[Opening Extract to read section]

Real-world evidence involves the collection and analysis of data on patients, treatments and outcomes. It delivers real-world benefits by helping clinicians, regulators and industry to understand what’s safe and what works.
Quality evidence means better outcomes
Take hip replacements. By the end of 2025, a further 100,000 people in the UK will have one.1 Each time, a surgeon will decide which procedure, and which device, is likely to offer the best results. As one of the most common surgeries performed by the NHS, getting it right creates huge benefits for patients, not to mention for the public purse.
For hip replacement these decisions are made easier by the National Joint Registry (NJR). The world’s largest orthopaedic registry, holding comparative data on millions of surgeries, provides a robust and independent evidence base on what works best. And it’s not just surgeons this information supports.
Supporting the healthcare ecosystem
The NJR is also invaluable for the MedTech sector. Companies can submit details of their devices and receive aggregated and anonymised information on the outcomes experienced by the patients who receive them. They can share this information with their regulator to keep their approvals, with hospitals to promote greater take-up, and with their innovation teams to inform new product development. Patients can use the information too to inform their treatment choices.
If registries like this already hold trusted and accurate real-world evidence, what else is needed?
Making evidence smarter
Sometimes, manufacturers can’t get exactly what they need to evidence compliance from the routinely collected registry data, at least not without expensive clinical studies. NEC can help bridge that gap by combining data from different sources to measure the performance of their devices against industry benchmarks.

[Closing Extract to read section]
[Opening Records provided section]

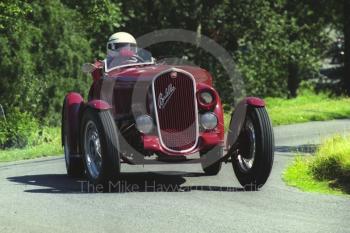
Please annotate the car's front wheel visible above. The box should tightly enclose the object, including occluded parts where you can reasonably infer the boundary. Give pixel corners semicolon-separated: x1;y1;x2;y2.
230;107;274;190
81;108;120;185
62;100;84;178
200;146;224;176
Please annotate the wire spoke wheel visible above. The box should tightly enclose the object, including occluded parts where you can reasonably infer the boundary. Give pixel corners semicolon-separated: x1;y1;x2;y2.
84;121;102;178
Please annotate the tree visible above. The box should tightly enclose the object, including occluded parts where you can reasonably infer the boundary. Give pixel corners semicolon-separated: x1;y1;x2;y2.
343;0;350;95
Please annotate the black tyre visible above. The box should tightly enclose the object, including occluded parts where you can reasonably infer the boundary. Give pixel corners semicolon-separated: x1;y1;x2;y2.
200;146;224;176
81;108;120;185
230;107;274;190
61;101;85;178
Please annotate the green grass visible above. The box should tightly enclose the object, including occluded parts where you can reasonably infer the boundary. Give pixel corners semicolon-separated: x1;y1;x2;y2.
283;135;350;195
0;128;63;162
225;91;350;129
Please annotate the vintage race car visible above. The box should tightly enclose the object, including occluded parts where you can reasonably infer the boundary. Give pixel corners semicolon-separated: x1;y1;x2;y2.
62;48;274;188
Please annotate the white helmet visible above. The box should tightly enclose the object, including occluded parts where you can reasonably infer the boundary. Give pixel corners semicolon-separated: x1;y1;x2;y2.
107;32;136;56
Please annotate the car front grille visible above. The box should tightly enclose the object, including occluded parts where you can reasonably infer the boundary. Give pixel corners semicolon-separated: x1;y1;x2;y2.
153;69;198;152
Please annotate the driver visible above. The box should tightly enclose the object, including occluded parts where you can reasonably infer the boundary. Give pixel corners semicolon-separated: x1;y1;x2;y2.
107;32;137;66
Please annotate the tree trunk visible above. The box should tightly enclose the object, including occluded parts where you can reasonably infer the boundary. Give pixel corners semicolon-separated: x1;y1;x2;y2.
343;0;350;95
287;62;300;98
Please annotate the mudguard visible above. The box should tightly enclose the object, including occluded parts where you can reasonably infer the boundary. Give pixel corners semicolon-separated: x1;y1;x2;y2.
88;100;112;111
62;92;84;155
226;97;265;151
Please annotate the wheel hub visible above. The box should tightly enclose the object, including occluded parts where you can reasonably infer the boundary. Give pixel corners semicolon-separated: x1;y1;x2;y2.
84;121;102;178
237;118;256;172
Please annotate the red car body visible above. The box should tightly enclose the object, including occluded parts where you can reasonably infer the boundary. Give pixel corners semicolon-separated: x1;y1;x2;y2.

[Closing Records provided section]

## Directions
**A)** Rewrite the text on real-world evidence between "Supporting the healthcare" and "their treatment choices.", inclusive, with "MedTech sector" changed to "medical technology sector".
**B)** Answer these questions from the text on real-world evidence:
(i) How many more people in the UK will have a hip replacement by the end of 2025?
(ii) How does the text describe the National Joint Registry's standing among orthopaedic registries?
(iii) What does NEC combine to measure how devices perform against industry benchmarks?
**C)** According to the text on real-world evidence, with whom can companies share the information they receive from the NJR? List them all.

## Solutions in order
**A)**
Supporting the healthcare ecosystem
The NJR is also invaluable for the medical technology sector. Companies can submit details of their devices and receive aggregated and anonymised information on the outcomes experienced by the patients who receive them. They can share this information with their regulator to keep their approvals, with hospitals to promote greater take-up, and with their innovation teams to inform new product development. Patients can use the information too to inform their treatment choices.

**B)**
(i) A further 100,000 people.
(ii) It is the world's largest orthopaedic registry.
(iii) Data from different sources.

**C)** Their regulator, hospitals, and their innovation teams.